Work instruction: Word for word, return every record that follows.

● ● ● ● ● ● ●

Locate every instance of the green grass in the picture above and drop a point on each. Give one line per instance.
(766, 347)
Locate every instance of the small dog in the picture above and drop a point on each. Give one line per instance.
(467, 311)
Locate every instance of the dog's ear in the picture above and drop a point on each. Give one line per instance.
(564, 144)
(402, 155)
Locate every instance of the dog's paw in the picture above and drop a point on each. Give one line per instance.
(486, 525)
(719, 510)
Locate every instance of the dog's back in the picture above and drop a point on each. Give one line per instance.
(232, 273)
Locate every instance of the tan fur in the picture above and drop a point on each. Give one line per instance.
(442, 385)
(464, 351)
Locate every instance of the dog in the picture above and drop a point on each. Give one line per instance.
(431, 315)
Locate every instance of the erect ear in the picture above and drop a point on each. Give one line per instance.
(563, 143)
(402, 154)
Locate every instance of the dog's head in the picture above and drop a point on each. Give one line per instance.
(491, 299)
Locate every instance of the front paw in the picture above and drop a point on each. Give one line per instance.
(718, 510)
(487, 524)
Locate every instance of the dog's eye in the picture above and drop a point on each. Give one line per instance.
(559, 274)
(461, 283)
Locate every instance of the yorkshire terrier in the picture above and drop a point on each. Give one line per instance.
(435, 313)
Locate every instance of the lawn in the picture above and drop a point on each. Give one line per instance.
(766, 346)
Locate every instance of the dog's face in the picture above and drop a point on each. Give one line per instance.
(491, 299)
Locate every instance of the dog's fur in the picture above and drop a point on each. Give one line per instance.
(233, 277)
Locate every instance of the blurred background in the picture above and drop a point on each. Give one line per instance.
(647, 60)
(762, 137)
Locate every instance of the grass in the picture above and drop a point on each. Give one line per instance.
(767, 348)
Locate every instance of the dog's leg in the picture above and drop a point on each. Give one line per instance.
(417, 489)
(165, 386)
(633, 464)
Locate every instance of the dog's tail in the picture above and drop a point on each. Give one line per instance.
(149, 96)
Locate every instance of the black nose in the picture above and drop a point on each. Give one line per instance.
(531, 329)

● ● ● ● ● ● ●

Final answer:
Locate every instance of the green grass in the picture above and drop a point on each. Give one line per instance.
(766, 347)
Locate every instance of the small dog in the picture above and drop a point on each. Give one line per instance.
(467, 311)
Locate every instance of the dog's ear in the picture above and drop a point on each. Give one line per instance.
(564, 144)
(402, 155)
Locate every instance of the dog's paw in the picture above and drop a point on each. Give one line per instance.
(486, 525)
(719, 510)
Locate every instance of the dog's back in the picture above and drop a point on each. Give one line per instance.
(232, 273)
Locate every instance of the tan fur in the picture above and drop a point on each. Give one line per instance.
(442, 385)
(464, 351)
Locate every instance of the dog in the picture above and drop a point on each. Give one line per instance.
(431, 315)
Locate every instance of the erect ear in the picture above and drop a point on each. Give one line per instance.
(563, 143)
(402, 154)
Locate every instance of the dog's head in the picture above and drop a point on each. Give one line per instance.
(491, 299)
Locate every instance of the front paw in the picture above and drop a point on each. Give one line per instance.
(718, 510)
(487, 524)
Locate every instance of the dog's eye in the picture above and drop a point on each. Give one line per instance.
(559, 274)
(461, 283)
Locate every instance of the yorkshire terrier in the picture above and drop a point on each. Give one line per instance.
(435, 313)
Locate every instance of the lawn in the picture above and drop a point on each. Give one line per instance.
(766, 346)
Locate every instance of the dog's face in the picture above and drop a point on each. Give one line per instance.
(491, 299)
Locate every instance of the dog's fur in the picture above and drop a point on each. Give one line per instance.
(233, 277)
Locate every instance of the blurred background in the picture above and drop a point on each. Give one line per instance.
(647, 60)
(762, 137)
Locate every instance of the grass in the picture above and drop a point on each. Give one line per instance.
(767, 348)
Locate every instance of the dog's leg in the picture above and drop a point on each. Give one line per instance.
(417, 489)
(165, 386)
(633, 464)
Locate every instance of the dog's tail in the picture above and drop a point on each. Give one line per instance.
(149, 96)
Locate every instance of the black nose in the picture above and drop a point on each. Give one line per instance.
(531, 329)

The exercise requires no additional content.